===== Document section
MSI Premiere Composer, Wayne L. Davies  (South Wales, United Kingdom)
    

Dr. Wayne L. Davies was born in Aberdare, South Wales in 1975. His musical education began at secondary school (Aberdare Boys School, South Wales, UK) where he played the violoncello and piano. His interest in composition began at the age of 10 with a series of suites written for a small chamber orchestra and various scores for violoncello and/or piano. Whilst studying GCSE and A Level music at ABS, the composer wrote a 'Symphony in the Classical Style' and Requiem'  (1993-1996). In 1994, Wayne L. Davies entered the University of Cambridge (King's College) to read Medicine. Many important works were composed during this time and some were performed in various King's College Composers' Concerts. These works include 'Elegy for solo flute, strings and timpani'; 'Elegy for string orchestra'; 'Miserere for mixed choir'; 'Novelette: A Homage to Debussy for flute, violoncello and harp' and 'Pastoral for solo piano'; the latter of which was featured on the BBC Radio Wales music programme 'The Score'.The previous few years have been an exciting period of musical experimentation and development for the composer/arranger. Some important works include 'The Rag for 2 pianos'; 'HaKeras for solo french horn'; 'Invocation for solo violoncello and string orchestra', a song cycle based on three poems by Dylan Thomas ('Lie Still Sleep Becalmed', 'Do Not Go Gentle Into That Good Night' and 'In My Craft Or Sullen Art') for mezzo-soprano with harp or piano accompaniment', and a song for tenor and piano based on W. H. Auden's 'Stop All The Clocks'. The composer is presently writing a song cycle based on poems by the WWI Cambridge poet Rupert Brooke – the first 'Peace' has recently been completed (2007).
==========
===== Provided information
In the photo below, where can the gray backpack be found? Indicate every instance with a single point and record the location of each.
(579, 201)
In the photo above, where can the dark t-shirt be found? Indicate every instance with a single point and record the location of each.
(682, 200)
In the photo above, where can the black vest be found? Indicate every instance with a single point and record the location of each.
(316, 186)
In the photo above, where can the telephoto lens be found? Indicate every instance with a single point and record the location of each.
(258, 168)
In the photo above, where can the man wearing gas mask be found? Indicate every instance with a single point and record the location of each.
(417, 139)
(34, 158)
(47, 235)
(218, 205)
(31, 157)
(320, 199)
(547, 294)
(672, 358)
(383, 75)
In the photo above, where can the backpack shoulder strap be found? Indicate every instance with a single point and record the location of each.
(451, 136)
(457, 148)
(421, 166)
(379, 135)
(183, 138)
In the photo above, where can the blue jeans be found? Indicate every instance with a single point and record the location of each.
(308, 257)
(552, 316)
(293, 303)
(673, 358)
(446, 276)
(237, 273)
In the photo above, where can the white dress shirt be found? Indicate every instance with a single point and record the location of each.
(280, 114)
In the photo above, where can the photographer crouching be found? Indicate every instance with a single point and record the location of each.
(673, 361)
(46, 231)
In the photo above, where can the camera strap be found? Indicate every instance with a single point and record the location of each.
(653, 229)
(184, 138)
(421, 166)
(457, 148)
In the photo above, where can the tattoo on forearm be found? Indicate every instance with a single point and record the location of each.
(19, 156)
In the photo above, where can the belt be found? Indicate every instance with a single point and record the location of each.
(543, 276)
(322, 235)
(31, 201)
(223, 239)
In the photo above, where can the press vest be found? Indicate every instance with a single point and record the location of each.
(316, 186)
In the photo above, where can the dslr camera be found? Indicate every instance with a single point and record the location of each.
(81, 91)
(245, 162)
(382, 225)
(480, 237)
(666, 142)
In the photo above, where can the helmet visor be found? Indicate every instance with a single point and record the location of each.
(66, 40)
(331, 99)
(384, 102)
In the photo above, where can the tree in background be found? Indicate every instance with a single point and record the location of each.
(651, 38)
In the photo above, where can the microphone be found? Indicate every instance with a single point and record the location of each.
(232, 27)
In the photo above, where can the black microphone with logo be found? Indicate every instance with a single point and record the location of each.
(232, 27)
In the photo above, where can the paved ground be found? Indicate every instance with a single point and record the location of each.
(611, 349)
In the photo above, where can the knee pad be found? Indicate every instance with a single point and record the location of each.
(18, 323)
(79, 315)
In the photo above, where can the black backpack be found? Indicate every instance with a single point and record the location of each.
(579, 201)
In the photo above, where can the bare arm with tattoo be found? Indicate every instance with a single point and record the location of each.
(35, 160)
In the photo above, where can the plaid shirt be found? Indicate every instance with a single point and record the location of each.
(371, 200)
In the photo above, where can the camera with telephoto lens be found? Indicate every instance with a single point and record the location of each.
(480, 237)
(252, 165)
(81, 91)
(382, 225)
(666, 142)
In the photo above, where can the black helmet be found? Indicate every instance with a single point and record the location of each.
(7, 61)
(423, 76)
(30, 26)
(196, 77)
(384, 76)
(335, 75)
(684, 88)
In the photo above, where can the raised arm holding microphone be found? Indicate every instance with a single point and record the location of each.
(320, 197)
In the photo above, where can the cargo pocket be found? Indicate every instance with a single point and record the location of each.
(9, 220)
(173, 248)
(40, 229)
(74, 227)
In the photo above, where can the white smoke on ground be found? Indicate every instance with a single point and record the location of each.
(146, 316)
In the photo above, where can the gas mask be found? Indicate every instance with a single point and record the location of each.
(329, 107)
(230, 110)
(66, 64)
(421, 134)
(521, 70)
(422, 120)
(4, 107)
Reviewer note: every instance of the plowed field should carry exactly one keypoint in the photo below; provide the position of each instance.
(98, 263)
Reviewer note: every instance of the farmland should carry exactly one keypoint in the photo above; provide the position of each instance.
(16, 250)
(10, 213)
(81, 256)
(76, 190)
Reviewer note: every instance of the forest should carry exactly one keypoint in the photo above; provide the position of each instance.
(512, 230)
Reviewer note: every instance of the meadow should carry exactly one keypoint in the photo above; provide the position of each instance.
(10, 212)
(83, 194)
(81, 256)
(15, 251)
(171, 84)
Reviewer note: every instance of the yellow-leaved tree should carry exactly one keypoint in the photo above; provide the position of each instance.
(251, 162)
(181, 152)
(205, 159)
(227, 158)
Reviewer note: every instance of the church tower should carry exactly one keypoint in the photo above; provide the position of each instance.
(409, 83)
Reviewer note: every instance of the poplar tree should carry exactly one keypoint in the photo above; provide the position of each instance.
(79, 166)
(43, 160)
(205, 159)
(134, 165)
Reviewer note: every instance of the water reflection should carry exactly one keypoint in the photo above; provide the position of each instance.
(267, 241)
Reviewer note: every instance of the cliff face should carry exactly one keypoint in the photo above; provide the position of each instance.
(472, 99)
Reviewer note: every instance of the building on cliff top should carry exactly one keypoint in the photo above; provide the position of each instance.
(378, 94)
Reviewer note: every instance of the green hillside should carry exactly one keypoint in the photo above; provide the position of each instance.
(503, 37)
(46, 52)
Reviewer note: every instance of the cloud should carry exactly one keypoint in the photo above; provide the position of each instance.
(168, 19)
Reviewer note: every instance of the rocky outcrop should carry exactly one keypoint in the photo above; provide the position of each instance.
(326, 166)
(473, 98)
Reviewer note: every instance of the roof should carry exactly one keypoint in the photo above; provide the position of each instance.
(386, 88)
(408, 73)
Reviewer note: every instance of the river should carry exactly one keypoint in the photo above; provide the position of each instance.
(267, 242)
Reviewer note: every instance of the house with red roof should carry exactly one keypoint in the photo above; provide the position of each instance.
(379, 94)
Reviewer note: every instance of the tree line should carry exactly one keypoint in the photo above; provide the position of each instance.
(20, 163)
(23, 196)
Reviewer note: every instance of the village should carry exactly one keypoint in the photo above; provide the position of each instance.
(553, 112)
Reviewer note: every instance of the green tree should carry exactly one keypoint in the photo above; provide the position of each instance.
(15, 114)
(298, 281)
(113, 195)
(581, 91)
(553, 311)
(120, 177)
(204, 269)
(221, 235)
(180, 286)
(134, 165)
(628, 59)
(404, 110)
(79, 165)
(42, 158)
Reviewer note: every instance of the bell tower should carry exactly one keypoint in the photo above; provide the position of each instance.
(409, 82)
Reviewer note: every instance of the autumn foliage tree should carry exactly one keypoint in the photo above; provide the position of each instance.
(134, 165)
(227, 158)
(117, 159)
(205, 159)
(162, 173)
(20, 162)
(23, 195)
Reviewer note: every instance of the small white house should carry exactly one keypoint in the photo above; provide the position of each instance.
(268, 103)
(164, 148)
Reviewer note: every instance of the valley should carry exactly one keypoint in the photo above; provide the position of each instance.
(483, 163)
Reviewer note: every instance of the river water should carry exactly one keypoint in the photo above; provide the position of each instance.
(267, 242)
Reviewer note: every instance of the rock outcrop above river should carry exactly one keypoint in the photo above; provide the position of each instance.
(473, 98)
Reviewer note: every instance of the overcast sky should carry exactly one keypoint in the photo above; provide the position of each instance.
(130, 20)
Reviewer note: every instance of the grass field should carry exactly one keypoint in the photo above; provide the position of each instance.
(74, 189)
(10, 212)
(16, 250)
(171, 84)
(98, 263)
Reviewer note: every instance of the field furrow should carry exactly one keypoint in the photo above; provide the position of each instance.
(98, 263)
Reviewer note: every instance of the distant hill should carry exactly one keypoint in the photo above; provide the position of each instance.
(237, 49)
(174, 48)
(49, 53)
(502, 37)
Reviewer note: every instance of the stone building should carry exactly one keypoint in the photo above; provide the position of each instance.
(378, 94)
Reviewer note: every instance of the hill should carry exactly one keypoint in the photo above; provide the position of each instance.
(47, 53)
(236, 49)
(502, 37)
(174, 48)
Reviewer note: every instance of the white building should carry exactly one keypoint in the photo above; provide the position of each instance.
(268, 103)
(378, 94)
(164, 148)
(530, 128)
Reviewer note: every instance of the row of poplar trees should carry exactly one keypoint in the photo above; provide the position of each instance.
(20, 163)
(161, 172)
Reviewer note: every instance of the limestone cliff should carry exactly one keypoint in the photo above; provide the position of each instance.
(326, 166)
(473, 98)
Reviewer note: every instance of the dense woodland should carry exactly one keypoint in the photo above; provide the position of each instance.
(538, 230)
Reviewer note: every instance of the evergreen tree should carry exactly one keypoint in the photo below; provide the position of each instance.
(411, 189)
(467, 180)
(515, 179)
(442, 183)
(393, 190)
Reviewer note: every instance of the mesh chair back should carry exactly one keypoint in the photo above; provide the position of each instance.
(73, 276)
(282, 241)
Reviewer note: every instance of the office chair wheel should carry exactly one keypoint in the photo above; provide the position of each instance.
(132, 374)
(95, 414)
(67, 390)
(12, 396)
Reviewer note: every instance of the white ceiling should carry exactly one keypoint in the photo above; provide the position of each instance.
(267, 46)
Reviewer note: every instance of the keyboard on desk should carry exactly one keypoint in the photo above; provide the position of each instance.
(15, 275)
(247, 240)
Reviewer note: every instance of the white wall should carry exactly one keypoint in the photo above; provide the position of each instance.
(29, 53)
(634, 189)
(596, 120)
==========
* Task to complete *
Quote the full Wayne L. Davies biography above, word for word.

* Output of the exercise *
MSI Premiere Composer, Wayne L. Davies  (South Wales, United Kingdom)
    

Dr. Wayne L. Davies was born in Aberdare, South Wales in 1975. His musical education began at secondary school (Aberdare Boys School, South Wales, UK) where he played the violoncello and piano. His interest in composition began at the age of 10 with a series of suites written for a small chamber orchestra and various scores for violoncello and/or piano. Whilst studying GCSE and A Level music at ABS, the composer wrote a 'Symphony in the Classical Style' and Requiem'  (1993-1996). In 1994, Wayne L. Davies entered the University of Cambridge (King's College) to read Medicine. Many important works were composed during this time and some were performed in various King's College Composers' Concerts. These works include 'Elegy for solo flute, strings and timpani'; 'Elegy for string orchestra'; 'Miserere for mixed choir'; 'Novelette: A Homage to Debussy for flute, violoncello and harp' and 'Pastoral for solo piano'; the latter of which was featured on the BBC Radio Wales music programme 'The Score'.The previous few years have been an exciting period of musical experimentation and development for the composer/arranger. Some important works include 'The Rag for 2 pianos'; 'HaKeras for solo french horn'; 'Invocation for solo violoncello and string orchestra', a song cycle based on three poems by Dylan Thomas ('Lie Still Sleep Becalmed', 'Do Not Go Gentle Into That Good Night' and 'In My Craft Or Sullen Art') for mezzo-soprano with harp or piano accompaniment', and a song for tenor and piano based on W. H. Auden's 'Stop All The Clocks'. The composer is presently writing a song cycle based on poems by the WWI Cambridge poet Rupert Brooke – the first 'Peace' has recently been completed (2007).